• EXERCISE BRIEF: Update the material from its first line through the line containing "point(136, 129)", changing "foliage" to "leaves" and leaving everything else unchanged. Return only those lines.

• MATERIAL FOR THIS TASK:
★ ★ ★

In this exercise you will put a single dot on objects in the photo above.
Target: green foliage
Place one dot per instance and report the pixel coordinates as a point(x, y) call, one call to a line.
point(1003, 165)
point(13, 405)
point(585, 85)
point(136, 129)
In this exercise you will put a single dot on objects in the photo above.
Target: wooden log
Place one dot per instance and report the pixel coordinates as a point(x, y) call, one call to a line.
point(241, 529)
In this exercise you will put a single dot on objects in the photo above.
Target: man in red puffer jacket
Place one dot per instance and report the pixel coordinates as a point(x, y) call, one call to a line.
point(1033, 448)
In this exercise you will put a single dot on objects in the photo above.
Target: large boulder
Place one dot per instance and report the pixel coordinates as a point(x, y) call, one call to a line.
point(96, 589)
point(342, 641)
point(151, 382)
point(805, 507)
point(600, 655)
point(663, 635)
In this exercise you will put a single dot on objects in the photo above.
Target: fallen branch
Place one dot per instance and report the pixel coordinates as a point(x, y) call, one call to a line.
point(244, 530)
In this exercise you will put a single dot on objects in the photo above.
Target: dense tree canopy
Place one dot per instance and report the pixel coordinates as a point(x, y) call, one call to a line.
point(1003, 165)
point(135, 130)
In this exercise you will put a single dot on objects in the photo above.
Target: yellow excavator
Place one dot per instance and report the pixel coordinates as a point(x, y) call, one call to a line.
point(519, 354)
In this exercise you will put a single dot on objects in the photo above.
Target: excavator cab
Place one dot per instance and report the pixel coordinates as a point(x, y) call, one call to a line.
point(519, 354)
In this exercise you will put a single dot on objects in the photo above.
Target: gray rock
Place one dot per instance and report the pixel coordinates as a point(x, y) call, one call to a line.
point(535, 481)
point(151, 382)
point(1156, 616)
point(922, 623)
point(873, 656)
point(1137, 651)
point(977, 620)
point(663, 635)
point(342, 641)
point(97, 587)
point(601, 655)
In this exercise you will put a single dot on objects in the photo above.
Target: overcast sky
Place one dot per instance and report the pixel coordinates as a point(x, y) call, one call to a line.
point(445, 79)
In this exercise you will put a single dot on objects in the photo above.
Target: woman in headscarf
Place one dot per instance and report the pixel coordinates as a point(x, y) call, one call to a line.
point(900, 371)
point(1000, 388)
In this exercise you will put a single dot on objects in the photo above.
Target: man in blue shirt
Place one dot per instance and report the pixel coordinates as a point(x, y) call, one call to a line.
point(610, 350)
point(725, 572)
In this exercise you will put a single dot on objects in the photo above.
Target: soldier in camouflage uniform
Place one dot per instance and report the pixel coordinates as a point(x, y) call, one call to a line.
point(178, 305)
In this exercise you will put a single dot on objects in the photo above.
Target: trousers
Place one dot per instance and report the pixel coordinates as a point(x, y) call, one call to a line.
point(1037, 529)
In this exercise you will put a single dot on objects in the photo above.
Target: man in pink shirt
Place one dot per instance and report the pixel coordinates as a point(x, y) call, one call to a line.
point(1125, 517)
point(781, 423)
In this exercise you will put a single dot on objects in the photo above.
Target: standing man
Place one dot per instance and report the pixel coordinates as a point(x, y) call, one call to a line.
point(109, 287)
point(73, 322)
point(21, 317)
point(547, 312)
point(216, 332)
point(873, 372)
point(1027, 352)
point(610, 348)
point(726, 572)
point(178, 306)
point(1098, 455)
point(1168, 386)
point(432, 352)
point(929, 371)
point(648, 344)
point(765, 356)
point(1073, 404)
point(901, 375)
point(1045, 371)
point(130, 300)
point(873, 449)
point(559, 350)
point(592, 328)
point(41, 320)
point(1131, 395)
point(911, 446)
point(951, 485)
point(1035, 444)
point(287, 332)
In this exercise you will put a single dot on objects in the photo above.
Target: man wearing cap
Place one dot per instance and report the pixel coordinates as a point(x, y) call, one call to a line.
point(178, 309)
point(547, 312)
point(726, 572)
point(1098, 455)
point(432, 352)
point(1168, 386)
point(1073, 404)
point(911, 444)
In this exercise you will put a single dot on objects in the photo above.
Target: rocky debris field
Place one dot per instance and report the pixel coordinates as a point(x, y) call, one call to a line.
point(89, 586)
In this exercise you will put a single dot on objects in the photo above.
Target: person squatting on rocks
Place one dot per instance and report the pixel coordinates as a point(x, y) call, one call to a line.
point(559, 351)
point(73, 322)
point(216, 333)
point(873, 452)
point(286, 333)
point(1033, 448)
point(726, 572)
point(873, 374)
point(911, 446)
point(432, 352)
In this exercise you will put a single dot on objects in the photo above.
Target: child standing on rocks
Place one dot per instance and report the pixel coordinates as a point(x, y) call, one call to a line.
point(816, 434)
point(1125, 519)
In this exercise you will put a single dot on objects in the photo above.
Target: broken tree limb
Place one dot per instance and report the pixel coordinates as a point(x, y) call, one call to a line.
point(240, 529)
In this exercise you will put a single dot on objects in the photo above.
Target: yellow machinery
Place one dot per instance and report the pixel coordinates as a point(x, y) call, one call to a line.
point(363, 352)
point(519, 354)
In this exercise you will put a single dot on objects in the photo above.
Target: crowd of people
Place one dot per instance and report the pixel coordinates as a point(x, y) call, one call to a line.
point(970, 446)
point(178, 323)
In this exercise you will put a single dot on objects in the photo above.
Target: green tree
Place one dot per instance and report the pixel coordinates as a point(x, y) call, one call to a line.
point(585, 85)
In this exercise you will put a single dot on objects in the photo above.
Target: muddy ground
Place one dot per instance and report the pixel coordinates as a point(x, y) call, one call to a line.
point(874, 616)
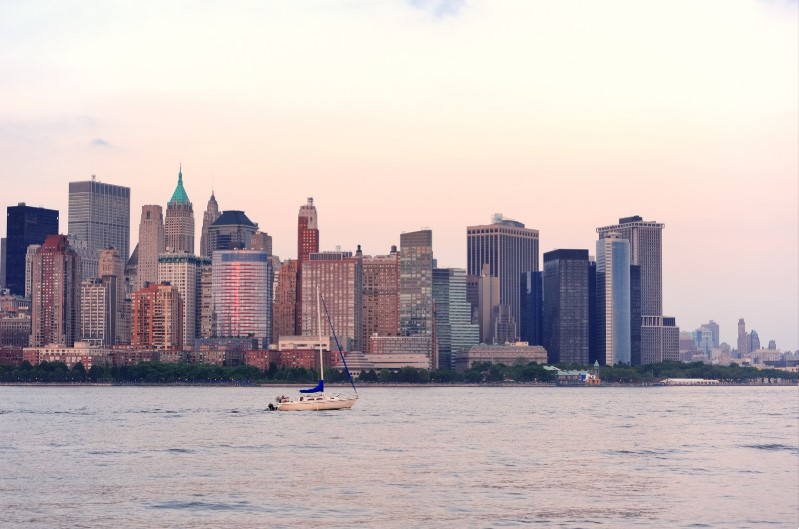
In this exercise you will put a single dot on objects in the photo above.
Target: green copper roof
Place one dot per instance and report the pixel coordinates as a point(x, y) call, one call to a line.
point(180, 196)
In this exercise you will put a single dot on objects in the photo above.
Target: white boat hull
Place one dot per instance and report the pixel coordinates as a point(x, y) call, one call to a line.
point(317, 403)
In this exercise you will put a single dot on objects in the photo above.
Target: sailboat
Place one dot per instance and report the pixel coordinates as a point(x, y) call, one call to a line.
point(315, 398)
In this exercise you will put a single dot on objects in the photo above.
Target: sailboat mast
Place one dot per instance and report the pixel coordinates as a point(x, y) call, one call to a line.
point(319, 324)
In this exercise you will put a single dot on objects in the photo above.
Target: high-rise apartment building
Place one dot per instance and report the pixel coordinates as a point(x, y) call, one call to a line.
point(743, 339)
point(338, 277)
point(509, 249)
point(55, 312)
point(613, 299)
point(646, 251)
point(455, 332)
point(380, 316)
point(307, 243)
point(285, 303)
point(98, 316)
point(99, 215)
point(110, 266)
point(754, 341)
point(307, 231)
point(152, 241)
point(262, 241)
point(207, 321)
point(531, 324)
point(184, 272)
point(179, 221)
point(33, 249)
point(660, 340)
point(233, 230)
point(25, 225)
point(157, 319)
point(209, 217)
point(242, 294)
point(566, 298)
point(488, 292)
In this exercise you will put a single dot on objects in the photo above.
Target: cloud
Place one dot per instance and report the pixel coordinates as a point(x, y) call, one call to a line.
point(439, 8)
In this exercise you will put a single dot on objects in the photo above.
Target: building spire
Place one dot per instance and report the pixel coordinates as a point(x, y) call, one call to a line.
point(180, 196)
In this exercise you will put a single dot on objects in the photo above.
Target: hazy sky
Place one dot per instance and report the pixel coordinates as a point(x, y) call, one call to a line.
point(396, 115)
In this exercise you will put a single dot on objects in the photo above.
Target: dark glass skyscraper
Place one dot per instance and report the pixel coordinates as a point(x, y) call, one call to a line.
point(566, 329)
point(25, 225)
point(531, 324)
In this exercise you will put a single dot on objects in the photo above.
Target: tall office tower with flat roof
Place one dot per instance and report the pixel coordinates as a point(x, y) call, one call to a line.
point(613, 299)
point(338, 276)
point(285, 301)
point(179, 221)
point(509, 249)
point(99, 215)
point(209, 217)
point(152, 240)
point(566, 299)
point(55, 310)
point(242, 294)
point(380, 313)
point(184, 272)
point(531, 325)
point(232, 230)
point(307, 243)
point(157, 318)
point(110, 266)
point(98, 316)
point(659, 334)
point(455, 331)
point(646, 251)
point(25, 225)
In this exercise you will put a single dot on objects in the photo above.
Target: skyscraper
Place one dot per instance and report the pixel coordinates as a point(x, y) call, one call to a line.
point(509, 249)
point(645, 238)
point(179, 222)
point(455, 331)
point(184, 272)
point(743, 339)
point(98, 310)
point(307, 243)
point(110, 266)
point(566, 325)
point(233, 230)
point(99, 215)
point(209, 217)
point(55, 313)
point(339, 276)
point(613, 299)
point(531, 325)
point(380, 295)
point(151, 244)
point(242, 294)
point(488, 303)
point(285, 303)
point(646, 251)
point(157, 320)
point(25, 225)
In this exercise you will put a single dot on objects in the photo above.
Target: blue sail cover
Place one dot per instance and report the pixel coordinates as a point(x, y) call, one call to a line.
point(319, 387)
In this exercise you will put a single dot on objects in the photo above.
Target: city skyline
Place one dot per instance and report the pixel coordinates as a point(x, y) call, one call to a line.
point(438, 114)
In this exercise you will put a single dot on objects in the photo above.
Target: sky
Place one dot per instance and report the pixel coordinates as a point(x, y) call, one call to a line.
point(401, 114)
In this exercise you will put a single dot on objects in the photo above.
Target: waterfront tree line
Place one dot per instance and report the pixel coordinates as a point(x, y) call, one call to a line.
point(485, 373)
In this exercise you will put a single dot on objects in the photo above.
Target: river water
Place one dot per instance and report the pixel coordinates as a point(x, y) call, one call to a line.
point(717, 457)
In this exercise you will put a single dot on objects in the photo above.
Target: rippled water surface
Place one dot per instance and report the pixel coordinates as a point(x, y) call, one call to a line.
point(718, 457)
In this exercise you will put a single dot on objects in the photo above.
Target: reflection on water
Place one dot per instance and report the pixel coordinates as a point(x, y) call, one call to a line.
point(715, 457)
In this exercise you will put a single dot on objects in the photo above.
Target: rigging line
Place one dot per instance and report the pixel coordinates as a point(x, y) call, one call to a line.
point(338, 345)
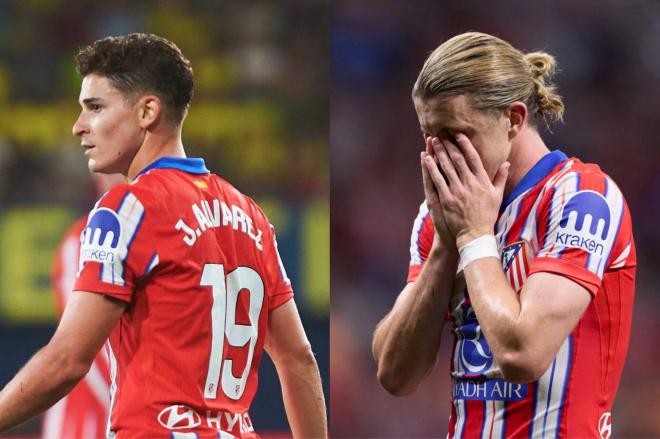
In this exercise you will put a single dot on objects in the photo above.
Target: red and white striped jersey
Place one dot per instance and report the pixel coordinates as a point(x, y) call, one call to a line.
point(83, 413)
point(568, 218)
point(197, 263)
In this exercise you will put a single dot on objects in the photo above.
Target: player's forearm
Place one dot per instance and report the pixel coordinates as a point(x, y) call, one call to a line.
point(407, 340)
point(500, 315)
point(303, 396)
point(44, 380)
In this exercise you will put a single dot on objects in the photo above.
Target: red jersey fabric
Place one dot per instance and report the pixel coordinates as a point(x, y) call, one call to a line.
point(564, 217)
point(197, 263)
point(83, 413)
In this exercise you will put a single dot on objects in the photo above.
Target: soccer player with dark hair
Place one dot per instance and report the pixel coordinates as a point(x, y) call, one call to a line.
point(527, 252)
point(177, 267)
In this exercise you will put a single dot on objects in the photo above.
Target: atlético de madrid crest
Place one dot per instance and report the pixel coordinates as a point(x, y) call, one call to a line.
point(509, 254)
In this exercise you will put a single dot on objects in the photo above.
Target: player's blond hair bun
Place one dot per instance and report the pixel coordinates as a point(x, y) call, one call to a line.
point(493, 73)
point(542, 68)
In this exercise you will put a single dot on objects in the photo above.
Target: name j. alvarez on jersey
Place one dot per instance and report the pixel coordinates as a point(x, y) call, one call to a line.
point(218, 214)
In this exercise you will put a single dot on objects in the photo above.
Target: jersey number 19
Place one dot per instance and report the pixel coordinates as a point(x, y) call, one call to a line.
point(225, 291)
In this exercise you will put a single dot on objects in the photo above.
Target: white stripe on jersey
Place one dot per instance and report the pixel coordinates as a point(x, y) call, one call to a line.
point(130, 215)
point(285, 277)
point(488, 420)
point(615, 203)
point(113, 387)
point(498, 422)
point(550, 394)
point(459, 405)
point(415, 257)
point(621, 259)
point(54, 420)
point(493, 426)
point(568, 187)
point(69, 258)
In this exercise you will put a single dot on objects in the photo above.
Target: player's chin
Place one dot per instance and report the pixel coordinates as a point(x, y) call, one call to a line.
point(96, 166)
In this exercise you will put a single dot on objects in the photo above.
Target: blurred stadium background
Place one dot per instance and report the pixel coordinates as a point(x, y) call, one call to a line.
point(609, 55)
point(259, 118)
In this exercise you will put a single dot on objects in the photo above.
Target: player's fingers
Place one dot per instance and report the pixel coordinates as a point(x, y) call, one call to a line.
point(457, 159)
point(500, 177)
point(429, 190)
point(445, 163)
point(471, 156)
point(437, 178)
point(429, 145)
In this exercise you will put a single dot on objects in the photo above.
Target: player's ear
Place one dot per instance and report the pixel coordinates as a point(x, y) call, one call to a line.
point(150, 108)
point(516, 115)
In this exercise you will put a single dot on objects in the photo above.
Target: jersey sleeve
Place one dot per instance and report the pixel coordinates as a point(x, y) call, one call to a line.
point(281, 285)
point(116, 248)
point(421, 240)
point(580, 227)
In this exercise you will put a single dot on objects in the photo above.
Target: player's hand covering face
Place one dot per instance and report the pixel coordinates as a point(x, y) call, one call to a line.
point(433, 200)
point(108, 126)
point(468, 200)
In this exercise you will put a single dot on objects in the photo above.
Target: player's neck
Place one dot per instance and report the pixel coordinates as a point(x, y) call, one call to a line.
point(155, 146)
point(526, 150)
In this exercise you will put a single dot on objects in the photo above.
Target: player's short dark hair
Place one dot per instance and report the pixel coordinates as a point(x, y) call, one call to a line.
point(142, 63)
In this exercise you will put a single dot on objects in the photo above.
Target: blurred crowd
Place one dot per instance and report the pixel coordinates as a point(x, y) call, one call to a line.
point(609, 76)
point(259, 117)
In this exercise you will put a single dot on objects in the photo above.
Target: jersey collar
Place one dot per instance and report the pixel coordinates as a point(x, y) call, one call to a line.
point(189, 165)
point(538, 172)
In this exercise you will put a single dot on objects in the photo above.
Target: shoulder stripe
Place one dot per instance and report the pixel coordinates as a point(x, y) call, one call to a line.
point(415, 256)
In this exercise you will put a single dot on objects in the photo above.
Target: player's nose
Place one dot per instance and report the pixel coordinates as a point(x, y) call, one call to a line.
point(80, 127)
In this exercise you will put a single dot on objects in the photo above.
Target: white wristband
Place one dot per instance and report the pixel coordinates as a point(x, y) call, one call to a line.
point(483, 247)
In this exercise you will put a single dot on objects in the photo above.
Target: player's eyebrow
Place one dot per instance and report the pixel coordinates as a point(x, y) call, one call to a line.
point(92, 100)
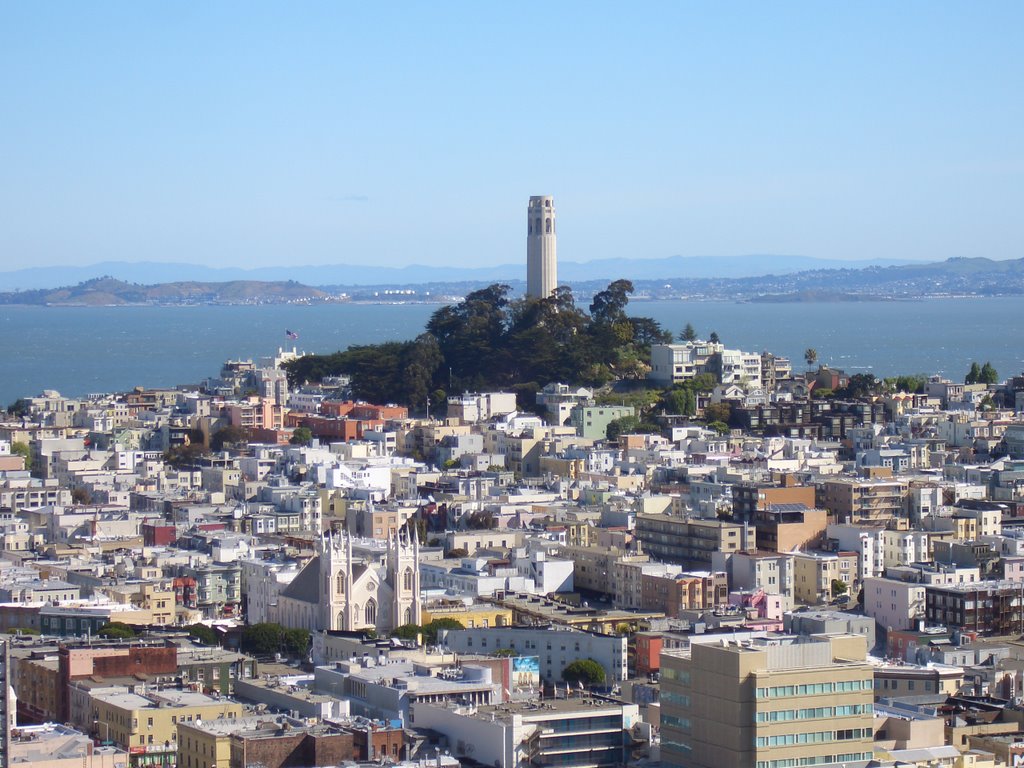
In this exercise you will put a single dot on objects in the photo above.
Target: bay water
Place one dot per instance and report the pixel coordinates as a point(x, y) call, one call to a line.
point(78, 350)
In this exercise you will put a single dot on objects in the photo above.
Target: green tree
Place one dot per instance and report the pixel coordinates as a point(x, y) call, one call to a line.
point(679, 399)
point(586, 671)
point(262, 639)
point(860, 386)
point(988, 375)
point(704, 382)
point(19, 409)
point(719, 426)
point(81, 496)
point(204, 634)
point(23, 450)
point(721, 412)
point(117, 631)
point(296, 642)
point(407, 631)
point(184, 456)
point(906, 383)
point(430, 629)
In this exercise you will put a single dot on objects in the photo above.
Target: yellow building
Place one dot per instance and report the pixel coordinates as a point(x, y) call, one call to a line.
point(482, 614)
point(158, 599)
point(147, 724)
point(910, 680)
point(203, 747)
point(814, 573)
point(769, 702)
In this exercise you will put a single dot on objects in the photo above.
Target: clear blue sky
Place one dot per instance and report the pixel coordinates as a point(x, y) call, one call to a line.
point(260, 134)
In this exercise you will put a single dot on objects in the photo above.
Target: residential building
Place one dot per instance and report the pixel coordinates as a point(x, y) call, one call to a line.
point(554, 648)
point(586, 731)
point(816, 576)
point(768, 704)
point(689, 542)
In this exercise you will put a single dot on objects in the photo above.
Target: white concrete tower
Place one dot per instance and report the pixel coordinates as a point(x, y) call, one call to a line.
point(542, 261)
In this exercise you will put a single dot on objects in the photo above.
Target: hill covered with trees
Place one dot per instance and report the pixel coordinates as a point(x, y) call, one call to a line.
point(492, 341)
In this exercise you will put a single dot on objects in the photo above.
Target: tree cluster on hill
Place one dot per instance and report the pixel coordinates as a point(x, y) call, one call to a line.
point(267, 638)
point(983, 375)
point(489, 340)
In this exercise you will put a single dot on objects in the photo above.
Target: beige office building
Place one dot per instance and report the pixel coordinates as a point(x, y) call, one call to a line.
point(778, 701)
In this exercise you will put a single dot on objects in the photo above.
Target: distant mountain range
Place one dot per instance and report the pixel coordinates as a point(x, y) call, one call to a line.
point(151, 272)
point(977, 276)
point(109, 292)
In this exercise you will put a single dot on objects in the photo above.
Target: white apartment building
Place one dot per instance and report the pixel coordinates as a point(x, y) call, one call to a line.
point(894, 604)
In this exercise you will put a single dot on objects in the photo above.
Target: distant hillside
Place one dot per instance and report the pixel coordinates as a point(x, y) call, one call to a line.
point(955, 276)
point(108, 291)
point(147, 272)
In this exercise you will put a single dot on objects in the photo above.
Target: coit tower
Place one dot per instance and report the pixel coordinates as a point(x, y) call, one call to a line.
point(542, 263)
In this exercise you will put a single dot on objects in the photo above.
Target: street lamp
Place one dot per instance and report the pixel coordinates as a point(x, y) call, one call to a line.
point(96, 723)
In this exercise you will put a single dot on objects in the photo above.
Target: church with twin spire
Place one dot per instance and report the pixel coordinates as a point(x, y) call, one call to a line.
point(335, 591)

★ ★ ★

• COMPLETE OUTPUT:
In this exercise you will put a single dot on objects in the photo above.
Target: green leaves
Place one dot per instance and report the pixel coordinates as a point(x, y) call, one call to a line.
point(1003, 165)
point(13, 405)
point(585, 85)
point(136, 129)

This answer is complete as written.